(Data extracts)

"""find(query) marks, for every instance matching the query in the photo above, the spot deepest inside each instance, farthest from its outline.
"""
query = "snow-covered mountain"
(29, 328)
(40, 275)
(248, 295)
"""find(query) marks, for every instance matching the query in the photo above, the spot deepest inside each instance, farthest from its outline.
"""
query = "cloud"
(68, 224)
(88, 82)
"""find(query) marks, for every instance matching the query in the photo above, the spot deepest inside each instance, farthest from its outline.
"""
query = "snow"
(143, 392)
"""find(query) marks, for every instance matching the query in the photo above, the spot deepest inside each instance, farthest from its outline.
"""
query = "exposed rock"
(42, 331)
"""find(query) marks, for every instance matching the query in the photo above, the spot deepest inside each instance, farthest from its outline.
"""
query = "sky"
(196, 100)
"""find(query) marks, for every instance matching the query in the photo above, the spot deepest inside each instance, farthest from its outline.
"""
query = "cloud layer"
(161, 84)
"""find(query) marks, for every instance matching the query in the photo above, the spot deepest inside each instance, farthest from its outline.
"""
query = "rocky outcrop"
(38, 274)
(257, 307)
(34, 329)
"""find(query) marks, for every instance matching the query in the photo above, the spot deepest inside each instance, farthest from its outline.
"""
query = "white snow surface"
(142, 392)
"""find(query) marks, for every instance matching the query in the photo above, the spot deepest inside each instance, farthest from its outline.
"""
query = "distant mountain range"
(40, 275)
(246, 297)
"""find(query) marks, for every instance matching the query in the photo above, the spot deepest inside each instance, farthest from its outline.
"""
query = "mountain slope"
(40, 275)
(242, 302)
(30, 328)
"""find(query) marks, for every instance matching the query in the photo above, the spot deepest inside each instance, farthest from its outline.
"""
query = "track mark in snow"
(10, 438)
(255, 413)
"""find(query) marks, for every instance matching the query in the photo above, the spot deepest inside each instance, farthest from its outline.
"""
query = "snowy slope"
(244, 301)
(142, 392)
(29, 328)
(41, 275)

(End Data extracts)

Write the records out again, character for character.

### Exercise solution
"""find(query) marks, for every instance matching the query in the photo above, the spot deepest inside each instance, farthest from its outline.
"""
query = "snow-covered mountain"
(29, 328)
(40, 275)
(248, 295)
"""find(query) marks, for every instance matching the query in the photo above, the spot deepest inside each instance, farthest from its outline.
"""
query = "cloud"
(68, 224)
(88, 82)
"""find(query) marks, for every instance matching the query in the photo above, the spot deepest inside each instance, farthest from its outline.
"""
query = "snow"
(143, 392)
"""find(query) marks, for every instance matching the query in the photo above, the spot deepest inside each instance, farthest from its outline.
"""
query = "exposed rock"
(42, 331)
"""find(query) marks, for every instance matching the query in the photo above, the spot deepest inside each instance, farthest from its outline.
"""
query = "sky"
(196, 100)
"""find(query) marks, for every instance matching the query in the photo above, the spot deepest inside each instance, farthest from its outline.
"""
query = "cloud layer"
(161, 84)
"""find(query) marks, for every instance matching the query in the photo above, the spot deepest inside each instance, farthest from its outline.
"""
query = "rocky outcrop"
(38, 274)
(257, 307)
(34, 329)
"""find(query) marks, for every instance matching the query in the photo above, the spot deepest inside each instance, farthest from its outline.
"""
query = "white snow surface"
(142, 392)
"""find(query) marks, for every instance matching the query in the photo above, the spot deepest inside each instance, farthest from its outline.
"""
query = "distant mountain range"
(40, 275)
(246, 297)
"""find(query) marks, for every instance matching the query in the photo above, the spot deepest inside each instance, farthest from its outline.
"""
query = "mountain slope"
(40, 275)
(242, 302)
(30, 328)
"""find(query) marks, for every instance matching the query in the photo above, the spot deepest inside each instance, farthest from its outline.
"""
query = "track mark in snow"
(10, 438)
(255, 413)
"""find(query) marks, for every instance matching the query in the photo above, the spot deepest inside each instance, farthest from its outline.
"""
query = "snowy slope"
(244, 301)
(142, 392)
(29, 328)
(41, 275)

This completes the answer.